WORK REQUEST — The answer must consist of every line from the entries below that contains the word "hair".

Saved entries —

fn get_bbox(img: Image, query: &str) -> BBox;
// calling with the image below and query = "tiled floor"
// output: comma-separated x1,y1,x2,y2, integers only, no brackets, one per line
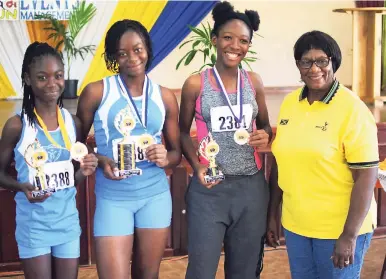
1,237,385,279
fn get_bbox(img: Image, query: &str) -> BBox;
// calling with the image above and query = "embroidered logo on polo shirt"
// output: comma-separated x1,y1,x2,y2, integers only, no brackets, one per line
280,119,289,125
315,122,328,131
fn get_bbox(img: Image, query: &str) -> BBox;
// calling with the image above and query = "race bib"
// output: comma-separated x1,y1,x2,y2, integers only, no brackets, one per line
29,161,75,190
211,104,253,132
112,137,147,163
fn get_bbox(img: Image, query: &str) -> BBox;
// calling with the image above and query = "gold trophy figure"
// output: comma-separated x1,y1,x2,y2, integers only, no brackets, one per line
198,134,225,183
114,108,142,177
25,140,55,197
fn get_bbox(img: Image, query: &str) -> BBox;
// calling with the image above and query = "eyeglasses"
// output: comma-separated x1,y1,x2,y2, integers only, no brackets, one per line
297,57,331,69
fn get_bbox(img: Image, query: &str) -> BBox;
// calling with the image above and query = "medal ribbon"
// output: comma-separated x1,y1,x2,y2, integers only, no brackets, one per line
117,75,150,129
213,67,243,124
33,106,71,150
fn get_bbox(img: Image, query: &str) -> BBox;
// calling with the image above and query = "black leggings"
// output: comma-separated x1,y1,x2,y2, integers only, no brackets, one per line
185,171,269,279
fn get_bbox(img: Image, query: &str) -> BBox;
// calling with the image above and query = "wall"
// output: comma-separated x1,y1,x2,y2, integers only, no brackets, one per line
149,0,355,89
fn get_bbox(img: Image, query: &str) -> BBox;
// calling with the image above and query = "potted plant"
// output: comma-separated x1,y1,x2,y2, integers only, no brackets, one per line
35,0,97,99
176,22,259,73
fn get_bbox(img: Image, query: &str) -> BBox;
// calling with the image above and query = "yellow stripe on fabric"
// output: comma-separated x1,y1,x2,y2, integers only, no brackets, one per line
26,21,68,50
0,63,16,99
78,0,167,95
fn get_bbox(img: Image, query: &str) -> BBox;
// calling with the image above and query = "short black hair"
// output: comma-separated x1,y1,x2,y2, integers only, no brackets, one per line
21,42,64,126
294,30,342,72
103,19,153,73
211,1,260,41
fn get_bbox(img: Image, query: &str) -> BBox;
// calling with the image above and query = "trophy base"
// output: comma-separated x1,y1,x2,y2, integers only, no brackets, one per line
117,168,143,178
32,188,56,198
204,168,225,183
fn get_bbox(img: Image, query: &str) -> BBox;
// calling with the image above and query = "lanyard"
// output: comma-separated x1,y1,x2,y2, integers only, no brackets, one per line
213,67,243,123
33,106,71,150
117,75,150,129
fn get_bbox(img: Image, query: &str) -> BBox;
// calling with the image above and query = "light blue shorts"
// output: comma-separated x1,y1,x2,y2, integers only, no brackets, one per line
18,238,80,259
94,190,172,236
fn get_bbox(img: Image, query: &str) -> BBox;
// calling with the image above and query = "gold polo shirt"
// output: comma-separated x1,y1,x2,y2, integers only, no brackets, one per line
271,81,379,239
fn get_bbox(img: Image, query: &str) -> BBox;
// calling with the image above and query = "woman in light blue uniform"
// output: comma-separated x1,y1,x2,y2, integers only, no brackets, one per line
77,20,181,279
0,42,97,279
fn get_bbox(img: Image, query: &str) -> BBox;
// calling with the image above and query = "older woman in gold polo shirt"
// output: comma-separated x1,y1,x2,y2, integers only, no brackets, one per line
267,30,379,279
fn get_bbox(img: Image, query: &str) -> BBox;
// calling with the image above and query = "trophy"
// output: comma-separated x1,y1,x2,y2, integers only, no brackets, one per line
24,140,55,198
114,107,142,177
198,133,225,183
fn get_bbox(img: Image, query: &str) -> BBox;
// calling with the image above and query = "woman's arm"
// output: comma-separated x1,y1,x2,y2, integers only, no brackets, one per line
332,167,377,268
0,116,49,202
72,115,98,184
179,74,215,187
266,156,283,247
76,81,122,180
247,71,271,147
179,75,201,170
145,86,181,168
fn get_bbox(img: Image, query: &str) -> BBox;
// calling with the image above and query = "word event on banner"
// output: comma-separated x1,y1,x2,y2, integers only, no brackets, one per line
0,0,79,21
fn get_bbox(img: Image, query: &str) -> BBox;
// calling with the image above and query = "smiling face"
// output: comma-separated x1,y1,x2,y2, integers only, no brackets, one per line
297,49,334,91
212,19,251,68
24,55,65,104
115,31,148,77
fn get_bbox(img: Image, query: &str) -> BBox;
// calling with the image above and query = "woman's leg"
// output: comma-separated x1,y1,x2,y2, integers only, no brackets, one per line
51,238,80,279
94,196,136,279
95,235,134,279
223,172,269,279
283,229,317,279
131,228,169,279
52,258,79,279
131,190,172,279
19,245,52,279
185,176,228,279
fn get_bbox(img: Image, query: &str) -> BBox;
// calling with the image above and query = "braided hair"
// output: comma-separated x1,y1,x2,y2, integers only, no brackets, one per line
211,1,260,42
21,42,64,126
103,19,153,73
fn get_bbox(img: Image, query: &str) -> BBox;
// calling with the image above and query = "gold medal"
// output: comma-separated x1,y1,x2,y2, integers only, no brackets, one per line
234,129,249,145
70,142,88,161
137,134,155,150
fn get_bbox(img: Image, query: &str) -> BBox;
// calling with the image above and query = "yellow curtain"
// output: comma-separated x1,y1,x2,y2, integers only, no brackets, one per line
78,0,167,95
26,20,68,50
0,63,16,99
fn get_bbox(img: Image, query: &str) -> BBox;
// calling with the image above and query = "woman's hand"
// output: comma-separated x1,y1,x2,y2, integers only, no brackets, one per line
266,216,280,248
146,144,169,168
22,182,51,203
194,163,221,189
331,233,357,269
99,155,124,180
248,129,269,148
79,154,98,176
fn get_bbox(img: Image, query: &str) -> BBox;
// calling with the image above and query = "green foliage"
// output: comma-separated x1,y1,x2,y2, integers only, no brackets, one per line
35,0,97,79
176,22,259,74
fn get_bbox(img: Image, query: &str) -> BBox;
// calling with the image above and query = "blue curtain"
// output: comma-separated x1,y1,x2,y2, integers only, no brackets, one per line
148,1,217,72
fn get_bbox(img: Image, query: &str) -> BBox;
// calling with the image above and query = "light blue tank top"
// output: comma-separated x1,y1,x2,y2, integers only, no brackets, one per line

YOUR RESPONSE —
// calling with the image above and query = "short black hair"
// calling with the image above and query = "braided hair"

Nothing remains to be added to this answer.